::: READING PASSAGE :::

Signal transducer and activator of transcription factor 3 (STAT3) plays an important role in the proliferation and angiogenesis in human glioma. Previous research indicated that saw palmetto extract markedly inhibited the proliferation of human glioma cells through STAT3 signal pathway. But its effect on tumor metastasis and antiangiogenesis is not clear. This study is to further clear the impact of saw palmetto extract on glioma cell metastasis, antiangiogenesis, and its mechanism. TUNEL assay indicated that the apoptotic cells in the saw palmetto treated group are higher than that in the control group (p < 0.05). The apoptosis related protein is detected and the results revealed that saw palmetto extract inhibits the proliferation of human glioma. Meanwhile pSTAT3 is lower in the experimental group and CD34 is also inhibited in the saw palmetto treated group. This means that saw palmetto extract could inhibit the angiogenesis in glioma. We found that saw palmetto extract was an important phytotherapeutic drug against the human glioma through STAT3 signal pathway. Saw palmetto extract may be useful as an adjunctive therapeutic agent for treatment of individuals with glioma and other types of cancer in which STAT3 signaling is activated.

1. Introduction

Human gliomas which originate from neural stromal cells are the most common and malignant brain tumor in human [1]. Human gliomas account for 35.26–60.96% of central nervous system tumors (average, 44.69%). The incidence rate in adults is about 6/100,000 and the five-year survival rate is between 20 and 30% [2]. Due to the tumor's infiltrating growth and no evident boundary with the normal brain tissue, it is difficult to be removed completely via surgery. In addition, gliomas are not susceptible to radiotherapy or chemotherapy, which makes it the worst prognoses in systemic tumors [3]. Therefore, it is urgently needed to identify the critical carcinogenic pathways and discover novel treatment strategies for glioma.

The growth and proliferation of glioma cells are highly dependent on angiogenesis [4]. The glioma has a strong ability in promoting the formation of angiogenesis and microvascular network to provide the tumor with nutrients for the sake of further invasion and metastasis. So the treatment of antiangiogenesis therapy has become an important method in glioma.

::: RECORDED DATA :::

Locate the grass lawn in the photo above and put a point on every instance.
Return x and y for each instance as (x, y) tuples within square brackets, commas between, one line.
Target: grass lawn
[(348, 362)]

:::

[YOUR TASK] Summarize the passage on saw palmetto extract and human glioma in two sentences.

[TASK RESPONSE] Saw palmetto extract-treated glioma cells showed more apoptosis than controls, along with lower pSTAT3 and inhibited CD34, which indicates that the extract inhibits glioma proliferation and angiogenesis. The extract acts against human glioma through the STAT3 signal pathway and may be useful as an adjunctive therapy for glioma and other cancers with activated STAT3 signaling.